Written problem
Reproduce every line below word for word, without adding, dropping, or changing anything.

Dataset rows
------------------------

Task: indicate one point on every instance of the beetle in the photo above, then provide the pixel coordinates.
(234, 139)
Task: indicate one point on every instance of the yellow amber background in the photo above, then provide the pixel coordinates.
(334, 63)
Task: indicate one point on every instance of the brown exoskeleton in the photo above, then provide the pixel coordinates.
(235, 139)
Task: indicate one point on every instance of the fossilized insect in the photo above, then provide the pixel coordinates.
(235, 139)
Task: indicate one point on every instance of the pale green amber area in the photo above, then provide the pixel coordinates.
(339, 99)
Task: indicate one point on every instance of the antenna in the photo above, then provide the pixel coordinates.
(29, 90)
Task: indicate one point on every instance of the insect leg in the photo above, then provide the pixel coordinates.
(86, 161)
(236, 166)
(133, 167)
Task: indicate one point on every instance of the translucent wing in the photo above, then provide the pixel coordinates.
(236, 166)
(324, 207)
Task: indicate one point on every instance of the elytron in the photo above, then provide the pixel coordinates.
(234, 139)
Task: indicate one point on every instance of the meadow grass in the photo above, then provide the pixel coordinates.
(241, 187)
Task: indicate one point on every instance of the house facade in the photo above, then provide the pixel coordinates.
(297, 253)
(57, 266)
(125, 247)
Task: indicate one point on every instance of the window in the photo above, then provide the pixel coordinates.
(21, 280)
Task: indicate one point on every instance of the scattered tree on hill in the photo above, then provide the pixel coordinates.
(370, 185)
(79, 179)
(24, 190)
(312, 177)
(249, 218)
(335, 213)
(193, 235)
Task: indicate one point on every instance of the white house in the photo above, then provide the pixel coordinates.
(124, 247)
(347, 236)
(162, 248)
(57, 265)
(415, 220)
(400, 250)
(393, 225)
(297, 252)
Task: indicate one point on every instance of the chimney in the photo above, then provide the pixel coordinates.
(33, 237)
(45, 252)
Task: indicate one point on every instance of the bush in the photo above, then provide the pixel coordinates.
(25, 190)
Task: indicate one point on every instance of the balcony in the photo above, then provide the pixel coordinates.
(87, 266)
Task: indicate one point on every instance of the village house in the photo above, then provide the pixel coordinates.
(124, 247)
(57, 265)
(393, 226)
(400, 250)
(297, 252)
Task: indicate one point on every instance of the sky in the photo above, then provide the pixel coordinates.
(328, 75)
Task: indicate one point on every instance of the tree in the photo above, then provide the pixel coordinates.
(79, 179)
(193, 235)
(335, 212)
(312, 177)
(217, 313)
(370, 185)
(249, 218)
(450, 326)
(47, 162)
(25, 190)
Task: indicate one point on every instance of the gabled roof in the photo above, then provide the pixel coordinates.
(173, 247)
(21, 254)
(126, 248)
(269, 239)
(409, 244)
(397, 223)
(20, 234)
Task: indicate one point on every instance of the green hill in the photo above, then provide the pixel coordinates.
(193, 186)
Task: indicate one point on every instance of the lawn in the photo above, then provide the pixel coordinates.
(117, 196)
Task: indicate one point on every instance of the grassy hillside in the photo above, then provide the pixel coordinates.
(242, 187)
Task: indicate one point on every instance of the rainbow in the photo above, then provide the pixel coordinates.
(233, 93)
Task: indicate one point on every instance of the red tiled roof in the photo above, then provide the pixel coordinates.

------------------------

Answer for this exercise
Task: indicate one point on every instance of the beetle in the photo above, then provide the pixel coordinates.
(234, 139)
Task: indicate one point on every instance of the yellow amber background in the photo above, then provide the pixel coordinates.
(334, 63)
Task: indicate one point on every instance of the brown exoskeleton in the photo above, then provide the pixel coordinates.
(235, 139)
Task: indicate one point on every instance of the fossilized insect in the photo above, then provide the pixel coordinates.
(235, 139)
Task: indicate one point on every instance of the pale green amber area in the photo above, then provide the pixel coordinates.
(339, 99)
Task: indicate one point on every instance of the antenna in the photo above, then provide the pixel coordinates.
(29, 90)
Task: indicate one point on every instance of the insect leg in the photo above, then provide the pixel coordinates.
(86, 161)
(236, 166)
(133, 167)
Task: indicate one point on every instance of the translucent wing in the photo above, then provide the pixel coordinates.
(236, 166)
(324, 207)
Task: indicate one point on every instance of the elytron in the photo above, then provide the pixel coordinates.
(234, 139)
Task: indicate one point on every instance of the meadow grass in the photo above, then provide the pixel coordinates.
(241, 187)
Task: indicate one point on every instance of the house facade in the photo above, then provide the pixel coordinates.
(297, 253)
(57, 266)
(125, 247)
Task: indicate one point on every instance of the window in the photo above, then provide the pixel coordinates.
(21, 280)
Task: indicate one point on every instance of the scattered tree on hill in the photo above, then provide the pixel coordinates.
(370, 185)
(79, 179)
(24, 190)
(312, 177)
(249, 218)
(335, 213)
(193, 235)
Task: indicate one point on every instance of the white house in the photo above, then provide the pixel coordinates.
(124, 247)
(347, 236)
(162, 248)
(57, 265)
(415, 220)
(400, 250)
(393, 225)
(297, 252)
Task: indicate one point on every instance of the chimney in the photo above, then provide the pixel coordinates.
(33, 237)
(45, 252)
Task: indicate one point on every instance of the bush in the photo above, then provide the pixel coordinates.
(25, 190)
Task: indicate one point on every instance of the balcony in the photo above, then provide the pixel coordinates.
(87, 266)
Task: indicate one point on every instance of the village house in the photo above, then provide the pixel coordinates.
(124, 247)
(57, 265)
(393, 226)
(400, 250)
(297, 252)
Task: indicate one point on every instance of the sky in the photo above, then provide the pixel coordinates.
(328, 75)
Task: indicate one point on every instance of the tree in the photo above, then provide the pixel coordinates.
(79, 179)
(193, 235)
(335, 212)
(312, 177)
(217, 313)
(370, 185)
(249, 218)
(450, 326)
(47, 162)
(25, 190)
Task: indicate one point on every instance of the gabled roof in the photo above, then provide the pixel coordinates.
(173, 247)
(21, 254)
(126, 248)
(269, 239)
(409, 244)
(397, 223)
(20, 234)
Task: indicate one point on every instance of the green hill in the photo above, then provide the pixel coordinates.
(193, 186)
Task: indicate one point on every instance of the lawn in the photo above, then provide the pixel coordinates.
(117, 196)
Task: indicate one point on every instance of the grassy hillside in the photo above, then provide the pixel coordinates.
(242, 187)
Task: indicate one point on every instance of the rainbow in the photo above, then provide the pixel coordinates.
(233, 93)
Task: indicate one point on every instance of the red tiled roof in the photo above, then provide the pixel coordinates.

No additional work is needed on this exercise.